- **EXERCISE MATERIAL**
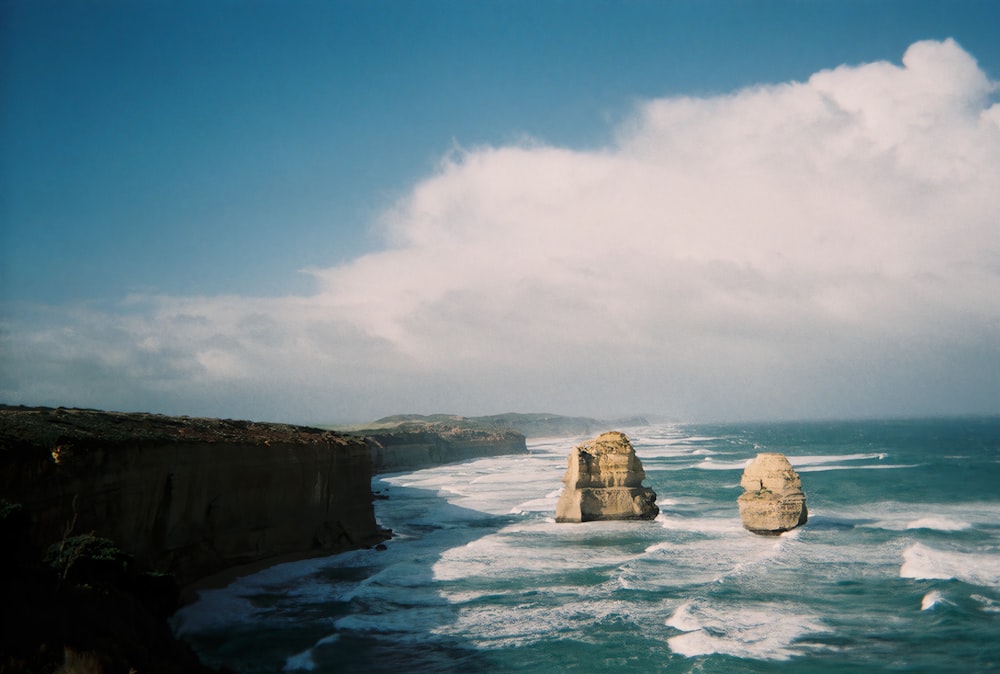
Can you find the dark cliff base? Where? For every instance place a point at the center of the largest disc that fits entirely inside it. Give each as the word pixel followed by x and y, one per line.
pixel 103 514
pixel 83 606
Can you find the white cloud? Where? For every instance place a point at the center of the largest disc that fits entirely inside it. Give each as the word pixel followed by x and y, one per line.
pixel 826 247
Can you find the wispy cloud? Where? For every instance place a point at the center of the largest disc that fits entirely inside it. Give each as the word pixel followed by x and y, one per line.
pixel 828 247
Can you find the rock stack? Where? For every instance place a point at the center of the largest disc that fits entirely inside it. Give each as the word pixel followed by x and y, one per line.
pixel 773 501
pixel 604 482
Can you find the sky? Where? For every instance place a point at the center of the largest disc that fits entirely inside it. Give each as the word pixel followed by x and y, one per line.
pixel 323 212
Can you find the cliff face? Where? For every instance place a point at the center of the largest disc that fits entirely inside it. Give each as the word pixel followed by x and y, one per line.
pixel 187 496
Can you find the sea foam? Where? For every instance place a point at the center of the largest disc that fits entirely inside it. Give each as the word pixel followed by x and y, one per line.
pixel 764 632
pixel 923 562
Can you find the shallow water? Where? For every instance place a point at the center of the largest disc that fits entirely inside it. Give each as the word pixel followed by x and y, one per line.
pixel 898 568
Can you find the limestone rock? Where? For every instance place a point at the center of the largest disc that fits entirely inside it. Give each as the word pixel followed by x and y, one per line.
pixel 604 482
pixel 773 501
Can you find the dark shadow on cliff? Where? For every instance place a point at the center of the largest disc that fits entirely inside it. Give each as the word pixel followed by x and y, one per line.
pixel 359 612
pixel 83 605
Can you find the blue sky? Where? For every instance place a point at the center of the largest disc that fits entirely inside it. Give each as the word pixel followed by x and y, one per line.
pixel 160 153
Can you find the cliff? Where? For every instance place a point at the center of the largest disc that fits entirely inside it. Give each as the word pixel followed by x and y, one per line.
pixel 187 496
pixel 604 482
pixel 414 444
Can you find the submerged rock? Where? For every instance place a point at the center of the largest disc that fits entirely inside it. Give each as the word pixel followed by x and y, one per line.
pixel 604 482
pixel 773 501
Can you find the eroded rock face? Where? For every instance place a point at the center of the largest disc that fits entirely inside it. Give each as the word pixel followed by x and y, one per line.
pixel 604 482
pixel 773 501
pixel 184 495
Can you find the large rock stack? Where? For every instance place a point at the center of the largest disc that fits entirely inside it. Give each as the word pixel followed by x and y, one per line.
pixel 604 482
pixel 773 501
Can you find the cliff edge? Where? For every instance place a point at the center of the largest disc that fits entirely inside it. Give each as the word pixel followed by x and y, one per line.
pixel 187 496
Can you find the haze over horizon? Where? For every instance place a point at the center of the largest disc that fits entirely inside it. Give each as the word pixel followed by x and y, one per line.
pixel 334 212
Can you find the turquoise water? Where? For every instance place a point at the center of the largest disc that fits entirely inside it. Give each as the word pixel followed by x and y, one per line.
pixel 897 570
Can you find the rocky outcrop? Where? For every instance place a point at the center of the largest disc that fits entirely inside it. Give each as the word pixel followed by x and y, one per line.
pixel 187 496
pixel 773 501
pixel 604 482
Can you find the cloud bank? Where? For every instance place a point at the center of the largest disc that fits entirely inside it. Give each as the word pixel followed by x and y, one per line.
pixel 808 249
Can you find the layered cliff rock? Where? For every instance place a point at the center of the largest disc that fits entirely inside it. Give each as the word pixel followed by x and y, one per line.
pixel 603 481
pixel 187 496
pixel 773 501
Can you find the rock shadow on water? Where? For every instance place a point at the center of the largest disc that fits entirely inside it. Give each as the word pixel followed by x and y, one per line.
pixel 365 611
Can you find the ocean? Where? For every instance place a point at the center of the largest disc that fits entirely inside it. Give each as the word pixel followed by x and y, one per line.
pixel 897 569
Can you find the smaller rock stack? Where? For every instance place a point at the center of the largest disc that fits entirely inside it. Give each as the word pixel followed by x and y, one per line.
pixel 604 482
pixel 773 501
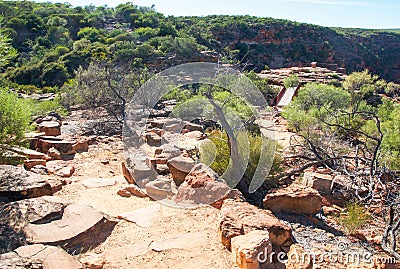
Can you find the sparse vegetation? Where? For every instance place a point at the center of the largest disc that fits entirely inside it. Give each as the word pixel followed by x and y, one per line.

- **ACTIVITY**
Word for word, set down every record, keeping the images out.

- **ANSWER TO THE PROBLEM**
Can you find the dark cliff base? Where? For every instance place a point at the center of the largest disc that fits entirely inside it. Give each as the word pixel followed by x and y, one per line.
pixel 103 514
pixel 83 606
Can you find the white cloud? Where? For every instance place a point at the center of the largest disc that fits entirely inside it. Give each as the word pixel followed by x and y, one per line.
pixel 826 247
Can you find the wispy cloud? Where? For every instance place a point at the center of the largest disc that fits entirely inside it. Give each as the word pixel followed by x and y, one per line.
pixel 828 247
Can you find the rock stack? Where? For every instance place a point at the center of the largest disc that fits entirely inside it. Give each as the word pixel followed by x and y, one per line.
pixel 773 501
pixel 604 482
Can you find the sky? Where? For every instance place a point at the center of the largest disc that fits entirely inside it. Give each as the word pixel followed by x and y, one per line.
pixel 323 212
Can you find the cliff face? Where? For every instance place a point at the center of the largest disc that fits entirely inside it. Give each as the word pixel followed by x and y, one per line.
pixel 187 496
Can you find the sea foam? Where? For every instance place a point at the center of the largest disc that fits entirely inside it. Give each as the word pixel followed by x and y, one per line.
pixel 764 632
pixel 923 562
Can you find the shallow water? Where? For every instance place a point at the center of the largest disc that fits entirely inside it. Give each as the word pixel followed by x and y, one per line.
pixel 898 568
Can you find the limestone rock? Where? For every instance place a point at the center of the largest disc that fits entirely inside it. Give each as the word pixel followed by x and y, one per line.
pixel 604 482
pixel 773 501
Can you find the dark shadow on cliff? Where? For every instance place a point at the center of the largest disc that fits entirely inside it. Give each as the word pixel followed by x and y, one per line.
pixel 359 612
pixel 83 605
Can you find the blue sky? Where? For every instance place a point at the center of the largest disc that fits entirely inside it. Give each as the word pixel followed by x and y, one per line.
pixel 160 153
Can you find the cliff? Where? For every instance place a point at the center of the largest disc that fits entirely inside it. Give each as the word pixel followed by x and y, one per line.
pixel 187 496
pixel 604 482
pixel 414 444
Can you find the submerged rock? Where? For every instance place a point at the center of the largest disc that fits entirely inside it. Give each as the word pixel followed by x and y, one per line.
pixel 604 482
pixel 773 501
Can you find the eroded rock face? Where? For every instance place a point at the center of the largest disc that fits entirely inside it. Give each as the word pixel followed by x and y, one per line.
pixel 604 482
pixel 773 501
pixel 184 495
Can you find the large rock stack? Where? For every instance place a point at the center of the largest disc that fits entirely inside it. Give each as the word pixel followed by x and y, one per line.
pixel 604 482
pixel 773 501
Can you find the cliff edge? Where? For every instance place a point at the center of the largest disc that fits entirely inside it. Give each as the word pixel followed by x and y, one per line.
pixel 187 496
Can you find the haze over horizon? Where? For every instance place a point at the center of the largest disc that fits entirely inside it. Give each as the word pixel followed by x and y, one per line.
pixel 334 212
Can you find the turquoise water? Where? For every instance place a point at the center of the largest disc that fits entirely inside it. Give each as the word pixel followed by x and y, one per line.
pixel 897 570
Can you find the rocky outcrop? Where? For every instance place a point at the center of the largest disc that fits entirely inside it. Give each as the word pixel followed by x and y, one per line.
pixel 187 496
pixel 773 501
pixel 604 482
Can you find the cloud bank? Where? For every instance place a point at the center of the largest disc that fits entirely inside it. Give each as the word pixel followed by x and y, one per line.
pixel 808 249
Can you find the layered cliff rock? Where? For every instance place a point at the center of the largest disc that fits entirely inside it. Give each as the word pixel followed by x and y, one per line.
pixel 603 481
pixel 187 496
pixel 773 501
Can you find the rock shadow on water? Where? For every instance place a point at the center of the largest disc that fits entirely inside it. Give each as the word pixel followed by x and y, one per line.
pixel 365 611
Can you find the ocean? Where? For every instance place a point at the center of the largest disc that fits entirely inside it. Give each as the word pixel followed by x and y, one per line.
pixel 897 569
Can you find the smaller rock stack? Where? For every instance place a point at the center of the largest disc that fits entirely inside it. Give each as the word pixel followed by x and y, one per line.
pixel 604 482
pixel 773 501
Can you find the sparse vegetation? Where? For every instance place a point at the center of the largest disc that fits entirely inside it. Give each as the word pixel followed by x and y, one per line.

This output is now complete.